• PAGE EXTRACT:
* * * *
Note: A company posting 34% revenue growth doesn’t cut a fifth of its workforce because business is bad — it does it because the nature of the work changed underneath the org chart. The 600% AI usage increase in three months is the tell. Workforce planning that assumes stable role definitions is already outdated.
Sources: Reuters, Financial Times, Bloomberg (Anthropic/Akamai), Bloomberg (Isomorphic Labs)
Hardware Sovereignty Reshuffles
Apple Taps Intel for Chip Fabrication — An Alliance Brokered by the White House
Apple and Intel have reached a preliminary agreement for Intel to manufacture Apple silicon — a partnership that five years ago would have been unthinkable. The Wall Street Journal reports that Commerce Secretary Howard Lutnick played a direct role, meeting with Apple CEO Tim Cook over the past year to bring the deal to the table. Initial production is expected to focus on entry-level A-series and M-series chips, with the M7 and A21 potentially arriving via Intel fabs by late 2027. Intel shares jumped 14% on the news.
In another hardware milestone, Honeywell-backed quantum computing firm Quantinuum filed for a US IPO at a $15–20 billion valuation. Quantum computing entering public markets marks a maturity threshold — the technology is no longer a research curiosity but a category that institutional investors are willing to price.
Note: The Apple-Intel deal is as much a geopolitical story as a technology one. The US government is actively brokering semiconductor partnerships to reduce TSMC dependency — a supply chain concern that EU institutions share. Intel’s planned fabs in Magdeburg make this doubly relevant: if Intel becomes a credible foundry for Apple, the same capacity could eventually serve European chip sovereignty ambitions.
Sources: The Wall Street Journal, Bloomberg (Quantinuum)
* * * *
[Segmentation mask data]

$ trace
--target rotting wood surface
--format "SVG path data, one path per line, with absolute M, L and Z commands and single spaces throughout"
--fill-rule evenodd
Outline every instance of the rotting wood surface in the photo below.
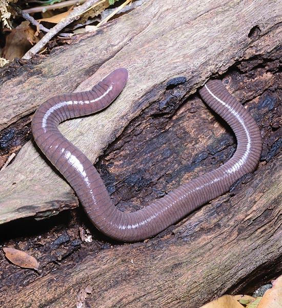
* * * *
• WORK TASK 1:
Answer these questions about the news roundup:
(a) What revenue growth did the company that cut a fifth of its workforce post?
(b) By what percentage did Intel shares rise on the news of the Apple agreement?
(c) At what valuation did Quantinuum file for a US IPO?
• WORK TASK 2: Resume the news roundup on AI and chip hardware from the point where it stops.

• WRITTEN REPLY 1:
(a) 34%
(b) 14%
(c) $15–20 billion

• WRITTEN REPLY 2:
Physical AI Crosses Deployment Lines
Figure Robots Clean a Room Autonomously While Tesla’s Model Y Sets the New ADAS Standard
Figure demonstrated two F.03 humanoid robots cleaning a room and making a bed in under two minutes, fully autonomously — no teleoperation, no scripting. Separately, the 2026 Tesla Model Y became the first vehicle to pass NHTSA’s new Advanced Driver Assistance System benchmark, a more rigorous testing standard that evaluates real-world edge cases beyond the previous suite’s scope.
Note: Two years ago, humanoid robots folding laundry was a curated demo. Now it’s a timed benchmark under two minutes. The gap between demonstration and deployment is compressing, and the Tesla ADAS milestone tells the same story on wheels: regulators are writing new tests, and the machines are already passing them.
EU Infrastructure
First Segment of the Fehmarnbelt Tunnel Lowered — Germany and Scandinavia Inch Closer
The first segment of the 17.6 km Fehmarnbelt Tunnel was lowered onto the Danish seabed, marking a visible milestone for what will become the world’s longest combined road and rail tunnel. The fixed link will connect Germany and Denmark — and by extension, Scandinavia — by 2029, cutting travel time between Hamburg and Copenhagen from roughly four and a half hours to under three.
Sources: Tagesschau
Today’s through-line is a gap — between what’s being measured and what’s actually happening. METR’s evaluation suite can’t keep pace with the models it was built to assess. Annual pen tests are 17 times too slow for a 25-minute attack window. Workforce plans built on stable role definitions are collapsing in companies posting record revenue. Even the test for safe driving had to be rewritten because the old one was already obsolete. The institutions that adapt fastest won’t be the ones with the best technology — they’ll be the ones that noticed their rulers stopped working.